(Excerpts from point-annotation data)
============================================================
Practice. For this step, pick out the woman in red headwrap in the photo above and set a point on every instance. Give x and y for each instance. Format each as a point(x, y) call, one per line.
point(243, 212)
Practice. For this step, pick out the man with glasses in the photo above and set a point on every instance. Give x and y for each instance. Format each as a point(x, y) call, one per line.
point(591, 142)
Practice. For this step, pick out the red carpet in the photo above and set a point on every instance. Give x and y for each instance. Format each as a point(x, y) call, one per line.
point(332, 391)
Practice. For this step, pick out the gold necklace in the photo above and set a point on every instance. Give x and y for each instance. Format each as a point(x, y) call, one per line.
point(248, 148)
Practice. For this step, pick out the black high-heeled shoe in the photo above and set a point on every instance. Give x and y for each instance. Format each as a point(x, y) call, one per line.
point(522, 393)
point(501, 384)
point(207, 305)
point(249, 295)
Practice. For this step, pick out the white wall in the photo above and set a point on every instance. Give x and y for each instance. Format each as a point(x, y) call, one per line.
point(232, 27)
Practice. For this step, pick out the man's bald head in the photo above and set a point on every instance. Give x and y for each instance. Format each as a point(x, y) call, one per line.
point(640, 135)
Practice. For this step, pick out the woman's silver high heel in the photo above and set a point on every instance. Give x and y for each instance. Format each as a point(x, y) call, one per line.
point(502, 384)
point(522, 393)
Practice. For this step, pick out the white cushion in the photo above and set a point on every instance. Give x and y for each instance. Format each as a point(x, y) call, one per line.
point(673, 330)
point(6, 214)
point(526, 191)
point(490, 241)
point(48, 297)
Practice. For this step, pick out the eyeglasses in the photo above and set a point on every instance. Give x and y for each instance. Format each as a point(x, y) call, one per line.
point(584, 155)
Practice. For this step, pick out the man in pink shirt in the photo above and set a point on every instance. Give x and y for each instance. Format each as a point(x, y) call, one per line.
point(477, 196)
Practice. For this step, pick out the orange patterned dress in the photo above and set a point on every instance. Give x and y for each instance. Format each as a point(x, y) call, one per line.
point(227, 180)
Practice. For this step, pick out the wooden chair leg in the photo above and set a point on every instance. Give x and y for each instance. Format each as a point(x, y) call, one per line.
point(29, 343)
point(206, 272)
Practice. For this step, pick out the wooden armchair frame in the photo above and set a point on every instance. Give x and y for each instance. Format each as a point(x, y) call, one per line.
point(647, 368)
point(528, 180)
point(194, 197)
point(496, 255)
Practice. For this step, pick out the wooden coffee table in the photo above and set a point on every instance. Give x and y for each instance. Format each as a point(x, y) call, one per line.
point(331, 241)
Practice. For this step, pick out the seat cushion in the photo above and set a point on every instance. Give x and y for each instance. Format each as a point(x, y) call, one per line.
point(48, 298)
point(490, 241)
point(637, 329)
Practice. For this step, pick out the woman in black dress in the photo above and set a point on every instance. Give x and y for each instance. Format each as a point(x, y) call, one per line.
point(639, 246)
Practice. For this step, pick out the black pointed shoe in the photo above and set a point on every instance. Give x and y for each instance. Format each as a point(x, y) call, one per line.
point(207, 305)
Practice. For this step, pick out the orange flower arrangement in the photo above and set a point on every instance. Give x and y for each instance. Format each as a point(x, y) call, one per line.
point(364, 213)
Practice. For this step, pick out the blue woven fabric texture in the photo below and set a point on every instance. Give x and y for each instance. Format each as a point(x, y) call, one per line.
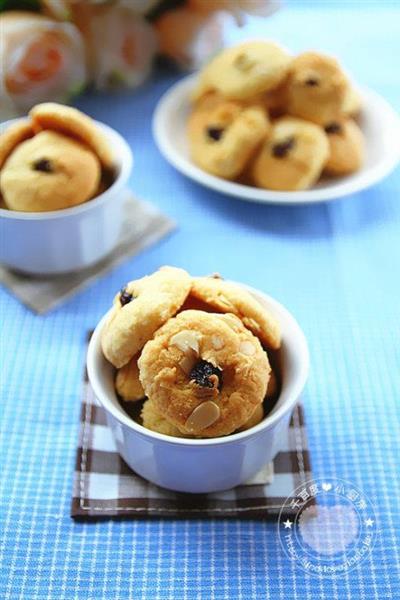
point(335, 266)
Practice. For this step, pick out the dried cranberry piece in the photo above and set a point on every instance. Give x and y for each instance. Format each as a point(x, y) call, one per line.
point(125, 297)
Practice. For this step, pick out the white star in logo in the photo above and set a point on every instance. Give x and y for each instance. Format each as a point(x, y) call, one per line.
point(369, 522)
point(288, 524)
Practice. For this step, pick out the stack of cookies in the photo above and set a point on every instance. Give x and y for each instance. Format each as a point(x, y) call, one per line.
point(194, 353)
point(55, 159)
point(264, 118)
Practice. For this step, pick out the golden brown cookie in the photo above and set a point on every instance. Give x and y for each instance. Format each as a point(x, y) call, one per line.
point(72, 122)
point(154, 421)
point(293, 156)
point(244, 71)
point(346, 146)
point(227, 297)
point(255, 418)
point(273, 386)
point(140, 309)
point(127, 382)
point(204, 377)
point(316, 88)
point(223, 140)
point(49, 172)
point(13, 136)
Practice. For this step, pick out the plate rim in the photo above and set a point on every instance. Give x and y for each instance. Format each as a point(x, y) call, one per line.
point(181, 163)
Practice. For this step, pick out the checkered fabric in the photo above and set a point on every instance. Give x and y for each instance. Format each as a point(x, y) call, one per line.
============================================================
Task requirements
Return every line of the listing above word for word, and leave the pictures out of your answer.

Answer to this exercise
Practice. For this step, pick out the woman in red headwrap in the photo above and set a point on every instance. Give x and y for each instance. Format each as a point(x, y) call, one per line.
point(243, 212)
Practice. For this step, pick out the man with glasses in the photo above and set a point on every instance. Give x and y for each instance. Format each as a point(x, y) call, one per line.
point(591, 142)
Practice. For this step, pick out the red carpet in the photo above and set a point on every instance. Give x and y for each instance. Format each as a point(x, y) call, one per line.
point(332, 391)
Practice. For this step, pick out the gold necklace in the photo above and set a point on every instance. Give x and y for each instance. Format each as a point(x, y) call, one per line.
point(248, 148)
Practice. For this step, pick out the black high-heeled shoe in the photo above and set a point on every instance. Give x and y for each instance. Format each as a point(x, y) call, one per line.
point(522, 393)
point(501, 384)
point(207, 305)
point(249, 295)
Practice. For this step, pick out the white wall in the photo above and set a point on every instance. Give x and y for each instance. Format each as a point(x, y) call, one per line.
point(232, 27)
Practice. For this step, pick out the man's bald head in the photo above and set a point on every instance. Give x and y for each instance. Format each as a point(x, y) call, one per line.
point(640, 135)
Practice. For this step, pick out the woman's silver high heel in the photo above and set a point on every instance. Give x and y for each instance. Format each as a point(x, y) call, one per line.
point(502, 384)
point(522, 393)
Practice. For this step, pick out the white cushion in the photo above and set a point on every instance. Give x and y for each instance. Format each as a point(x, y) call, one per line.
point(673, 330)
point(6, 214)
point(526, 191)
point(490, 241)
point(48, 297)
Practice. For this step, pick out the eyeglasses in the photo above and set a point on every instance. Give x and y for each instance. Format each as a point(x, y) call, one per line.
point(584, 155)
Practice. For this step, pick out the man in pink shirt in the photo above and set a point on every instance. Give x and y for each instance. Format each as a point(x, y) call, one per line.
point(477, 196)
Practice. For this step, pick out the orange patterned dress in the photo above and set a point on every instance. Give x and y for each instance. Format each as a point(x, y) call, one per line.
point(227, 180)
Practice. For this step, pick out the wooden chair leg in the photo above and set a point on every instance. Give x and y for each instance. Format each as a point(x, y) call, one per line.
point(29, 343)
point(206, 272)
Practice. For this step, pick out the wooden armchair frame in the photo above and set a point on every instance. Give x and y for each instance. Format each as a point(x, y) call, one per line.
point(647, 368)
point(528, 180)
point(194, 197)
point(496, 255)
Practice. For this step, pick out the wooden coffee table in the photo above and set a point on every instance. Give x and y for each instance. Format each as a point(x, y) call, one per line.
point(331, 241)
Practice. For this step, pick out the seat cushion in the photo above and set a point on every instance. Give x and y for each instance. Format each as a point(x, y) call, one per line.
point(48, 298)
point(490, 241)
point(637, 329)
Practice. For this step, pick out the woman in black dress in the photo above and set a point on every instance. Give x and y for each instance. Format each as a point(x, y) call, one per line.
point(639, 246)
Practice. For this step, pick out the black pointed shoe in the photo above and set a point on every instance. Give x and y for each instance. Format each as a point(x, y) call, one per line.
point(207, 305)
Practice. For this step, pick out the orange flower arrangement in the photo above and set a point on every instance. Give x and y for each instance. Format each as a point(x, y) call, one per line.
point(364, 213)
Practice. For this step, pick out the blue woven fabric texture in the photo below and set a point on every instance. Give x and y for each instance. Format each as a point(x, y) call, one per line.
point(335, 266)
Practice. For this step, pick out the dried cranberry piece in the photo above and set a point on every instance. Give x and y for each instance. Format each as a point(x, y) call, one per line.
point(125, 297)
Practice. For this step, pick out the white star in logo in the photo above and set a point on every instance. Give x and y for each instance. Format each as a point(x, y) call, one per line.
point(369, 522)
point(288, 524)
Practice. For this step, pick out the stack of cookies in the photo above and set a point on every instance. Give x and y for each instance. Format each as a point(x, y) call, one per line.
point(194, 353)
point(55, 159)
point(264, 118)
Practice. For this step, pick out the golden brown cookie in the photo above and set a point on every instance. Give x and y for each instance. Format each as a point(x, y) call, one per line.
point(72, 122)
point(154, 421)
point(293, 156)
point(244, 71)
point(346, 146)
point(227, 297)
point(255, 418)
point(273, 386)
point(140, 309)
point(127, 382)
point(204, 377)
point(316, 88)
point(223, 140)
point(49, 172)
point(13, 136)
Practice. For this step, pick out the plate rim in the photo above and set a point on every instance. Give x and y for each instance. Format each as a point(x, y) call, one per line.
point(181, 163)
Practice. For this step, pick out the checkered fabric in the photo above and set a point on every instance. Give x and y for each instance. Format each as a point(x, y) call, one per line.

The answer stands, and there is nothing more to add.